Given problem: Each line of the material below should be reproduced exactly.

=== Records shown ===

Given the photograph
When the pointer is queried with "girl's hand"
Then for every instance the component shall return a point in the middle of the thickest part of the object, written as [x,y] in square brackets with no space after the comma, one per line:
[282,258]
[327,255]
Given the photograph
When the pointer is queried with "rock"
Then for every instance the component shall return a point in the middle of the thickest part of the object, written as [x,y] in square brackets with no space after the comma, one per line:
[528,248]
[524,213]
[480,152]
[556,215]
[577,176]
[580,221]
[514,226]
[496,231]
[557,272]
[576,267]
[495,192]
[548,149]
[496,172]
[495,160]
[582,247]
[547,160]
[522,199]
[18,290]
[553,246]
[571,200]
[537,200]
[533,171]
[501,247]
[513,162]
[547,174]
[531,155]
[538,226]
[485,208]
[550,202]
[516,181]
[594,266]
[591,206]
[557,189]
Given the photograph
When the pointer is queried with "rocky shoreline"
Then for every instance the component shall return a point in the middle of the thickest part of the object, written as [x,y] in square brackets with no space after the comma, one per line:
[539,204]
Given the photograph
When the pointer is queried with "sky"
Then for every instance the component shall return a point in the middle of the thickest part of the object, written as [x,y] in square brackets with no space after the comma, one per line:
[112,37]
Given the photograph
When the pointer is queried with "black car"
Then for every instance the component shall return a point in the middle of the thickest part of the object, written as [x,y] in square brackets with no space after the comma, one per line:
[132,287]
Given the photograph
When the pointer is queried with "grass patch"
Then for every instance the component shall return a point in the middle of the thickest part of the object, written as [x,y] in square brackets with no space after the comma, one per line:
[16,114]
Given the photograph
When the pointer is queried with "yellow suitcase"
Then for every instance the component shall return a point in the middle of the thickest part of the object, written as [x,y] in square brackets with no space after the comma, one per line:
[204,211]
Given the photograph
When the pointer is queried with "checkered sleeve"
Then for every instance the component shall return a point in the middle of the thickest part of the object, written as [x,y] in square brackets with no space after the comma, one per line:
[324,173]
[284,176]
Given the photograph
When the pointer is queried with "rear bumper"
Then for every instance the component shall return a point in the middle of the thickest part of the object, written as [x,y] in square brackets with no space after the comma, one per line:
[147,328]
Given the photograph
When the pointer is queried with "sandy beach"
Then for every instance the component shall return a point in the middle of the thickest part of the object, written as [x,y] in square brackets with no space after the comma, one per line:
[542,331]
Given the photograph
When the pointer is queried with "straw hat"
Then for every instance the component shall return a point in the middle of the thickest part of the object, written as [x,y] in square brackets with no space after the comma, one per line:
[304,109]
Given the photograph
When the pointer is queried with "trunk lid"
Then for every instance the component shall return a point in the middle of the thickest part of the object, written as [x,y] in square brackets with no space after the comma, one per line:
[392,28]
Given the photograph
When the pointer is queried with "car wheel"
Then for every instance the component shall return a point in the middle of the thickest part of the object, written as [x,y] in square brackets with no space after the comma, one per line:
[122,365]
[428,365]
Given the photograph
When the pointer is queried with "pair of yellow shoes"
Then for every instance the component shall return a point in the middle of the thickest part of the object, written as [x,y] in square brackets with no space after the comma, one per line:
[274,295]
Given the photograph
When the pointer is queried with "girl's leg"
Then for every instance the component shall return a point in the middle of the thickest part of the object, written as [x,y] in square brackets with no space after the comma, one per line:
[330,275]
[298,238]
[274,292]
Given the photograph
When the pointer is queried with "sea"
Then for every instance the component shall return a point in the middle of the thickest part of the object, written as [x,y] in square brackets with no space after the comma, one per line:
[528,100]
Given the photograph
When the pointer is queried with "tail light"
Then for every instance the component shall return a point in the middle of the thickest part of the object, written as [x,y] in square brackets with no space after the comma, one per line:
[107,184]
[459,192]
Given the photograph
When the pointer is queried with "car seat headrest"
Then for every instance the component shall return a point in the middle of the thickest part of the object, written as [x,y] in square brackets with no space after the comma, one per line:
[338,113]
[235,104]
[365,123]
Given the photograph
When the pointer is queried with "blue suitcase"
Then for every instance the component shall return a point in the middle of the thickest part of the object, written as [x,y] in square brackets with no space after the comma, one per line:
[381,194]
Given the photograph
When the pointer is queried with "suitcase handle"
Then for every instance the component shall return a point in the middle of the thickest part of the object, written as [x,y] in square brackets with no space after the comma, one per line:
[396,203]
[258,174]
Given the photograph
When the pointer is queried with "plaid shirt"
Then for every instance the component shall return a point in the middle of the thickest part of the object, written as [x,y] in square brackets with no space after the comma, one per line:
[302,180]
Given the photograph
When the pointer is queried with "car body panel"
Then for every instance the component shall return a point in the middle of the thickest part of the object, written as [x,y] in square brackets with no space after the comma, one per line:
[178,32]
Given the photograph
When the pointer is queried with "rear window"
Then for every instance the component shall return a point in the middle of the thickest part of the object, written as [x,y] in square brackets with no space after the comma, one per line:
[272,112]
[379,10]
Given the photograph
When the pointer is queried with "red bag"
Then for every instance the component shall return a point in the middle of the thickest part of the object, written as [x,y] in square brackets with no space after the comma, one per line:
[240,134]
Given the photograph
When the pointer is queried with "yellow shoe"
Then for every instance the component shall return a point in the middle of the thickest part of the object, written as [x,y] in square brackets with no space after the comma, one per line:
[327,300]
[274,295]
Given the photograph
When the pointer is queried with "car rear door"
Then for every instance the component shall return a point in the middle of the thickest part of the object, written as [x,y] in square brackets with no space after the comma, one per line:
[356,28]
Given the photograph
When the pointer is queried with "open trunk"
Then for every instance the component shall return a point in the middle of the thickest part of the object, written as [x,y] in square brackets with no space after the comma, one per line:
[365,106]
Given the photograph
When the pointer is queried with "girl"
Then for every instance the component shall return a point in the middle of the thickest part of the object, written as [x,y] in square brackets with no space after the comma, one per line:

===

Exercise result:
Given the photograph
When the pointer is queried with "girl's hand"
Then for every instance the component shall return a point in the middle of the thickest part of the object, written as [x,y] in square brackets with no space after the comma, one per line:
[282,258]
[327,255]
Given the photograph
When the pointer is queried with "rock"
Then for every instance the component shall return a point in the middle of the thickest part of the object, written as [x,y] in square brackets with no space after the comma, one per line:
[528,248]
[524,213]
[480,152]
[556,215]
[577,176]
[580,221]
[514,226]
[496,231]
[557,272]
[576,267]
[495,192]
[548,149]
[496,172]
[495,160]
[582,247]
[547,160]
[522,199]
[18,290]
[553,246]
[571,200]
[537,200]
[533,171]
[501,247]
[513,162]
[547,174]
[531,155]
[538,226]
[485,208]
[550,202]
[516,181]
[594,266]
[591,206]
[557,189]
Given the photograph
When the pointer is queried with "rocky shoreline"
Then for every instance the component shall return a point in the middle of the thickest part of the object, written as [x,y] in square brackets with no space after the comma, one per line:
[539,204]
Given the photograph
When the pointer is queried with "sky"
Then for every instance the component shall return a point in the middle of the thickest part of the object, written as [x,y] in square brackets with no space after the comma, one per line:
[112,37]
Given the photograph
When the pointer is queried with "black car"
Then for every instance the component shall return a point in the middle of the thickest part of the object, written as [x,y] in square brackets with no space after the comma, one per line:
[132,287]
Given the photograph
When the pointer is queried with "grass patch"
Then for every instance the component shall return a point in the middle of the thickest part of the object, written as [x,y] in square brackets with no space after the comma, one per line:
[16,114]
Given the photograph
When the pointer is queried with "yellow suitcase"
Then for every instance the component shall return a point in the middle of the thickest part of the object, written as [x,y] in square brackets with no space after the comma, one per line:
[204,211]
Given the photograph
When the pointer is queried with "checkered sleeve"
Then for every instance the component shall return a point in the middle of the thickest part of the object, written as [x,y] in square brackets with no space after the comma, one per line:
[324,173]
[284,176]
Given the photograph
When the pointer is queried with "rear bumper"
Then for every instance the component shall return a point in the middle of the thickest part of the object, written as [x,y] in square brackets with no space after the comma, one per line:
[147,328]
Given the photograph
When the pointer is queried with "sandy beach"
Then for every instance the component shall return a point in the middle of the thickest part of the object, written as [x,y] in square brackets with no space after the comma, one per line:
[542,331]
Given the photograph
When the pointer is queried with "straw hat"
Then for every instance the component shall return a point in the middle of the thickest part of the object, written as [x,y] in square brackets with no space after the comma, one per line:
[304,109]
Given the photograph
When the pointer is queried with "trunk lid"
Then for every instance the component shall return a point in the middle of the thickest part of the object, written as [x,y] in square brackets with no space after the comma, one per line:
[392,28]
Given the photograph
When the pointer is queried with "car wheel"
Then for every instance the component shall return a point in the middle of the thickest part of the object, written as [x,y] in square brackets with no space after the comma, one per line:
[122,365]
[428,365]
Given the photograph
When the pointer is queried with "pair of yellow shoes"
Then for every instance the component shall return a point in the middle of the thickest part of the object, written as [x,y] in square brackets with no space after the comma, one per line:
[274,295]
Given the photograph
When the pointer is queried with "girl's leg"
Then for every instance the component shall return a point in the middle of the thickest part of the object, written as [x,y] in square brackets with no space after the comma, one per line:
[330,275]
[298,238]
[274,292]
Given the photograph
When the pointer is queried with "sea"
Then for every instance the component shall return a point in the middle of the thickest part of the object, written as [x,y] in square brackets with no space after the comma, one per line:
[528,100]
Given the photograph
When the pointer is queried with "tail light"
Then for every instance the component shall return a point in the middle of the thickest part of the object, written as [x,y] in square brackets with no space after the comma, one per line:
[107,184]
[459,192]
Given the photograph
When the pointer is queried with "car seat headrest"
Then for every instance the component shall return a point in the middle of the thickest part of the object, written as [x,y] in square brackets with no space after the comma, one per line:
[338,113]
[235,104]
[365,123]
Given the photograph
When the pointer is queried with "blue suitcase"
Then for every instance the component shall return a point in the middle of the thickest part of the object, written as [x,y] in square brackets with no space after the comma, one per line:
[381,194]
Given the photograph
When the pointer is queried with "suitcase handle"
Then for every instance the component shall return a point in the middle of the thickest part of the object, written as [x,y] in square brackets with no space after the comma, one per line:
[396,203]
[258,174]
Given the photograph
When the pointer is queried with "plaid shirt"
Then for every instance the component shall return a point in the middle of the thickest part of the object, written as [x,y] in square brackets with no space after the comma, one per line:
[302,180]
Given the photograph
When the pointer is queried with "car body panel"
Then for every instance the component shall return a point in the middle of the thickest part of the object, written as [x,y] in square brackets with no space after the comma, one per line:
[178,32]
Given the photograph
When the pointer is queried with "rear window"
Then for every instance the component shall return a point in the middle of the thickest part of the object, written as [x,y] in square brackets with no space after the comma, one per line:
[272,112]
[379,10]
Given the photograph
When the pointer is queried with "red bag"
Then for every instance the component shall return a point in the middle of the thickest part of the object, written as [x,y] in square brackets with no space after the comma, one per line:
[240,134]
Given the photograph
When the pointer is queried with "yellow shoe"
Then for every instance the component shall return a point in the middle of the thickest part of the object, written as [x,y] in square brackets with no space after the comma, one per line:
[327,300]
[274,295]
Given the photograph
When the pointer is queried with "car rear door"
Then for every instance the component shall return a point in the middle of the thickest part of the object, written as [x,y] in square brackets with no space after the comma, one per line:
[356,28]
Given the photograph
When the pointer is queried with "open trunk"
Then for every instance the component shall return a point in the middle of the thickest part of the object, written as [x,y] in square brackets with no space after the comma, one per line:
[365,106]
Given the photograph
When the pointer is queried with "girl"
Then for every instance the component shall return a point in the middle of the thickest part of the object, written as [x,y] in square brackets with no space after the comma, one per line:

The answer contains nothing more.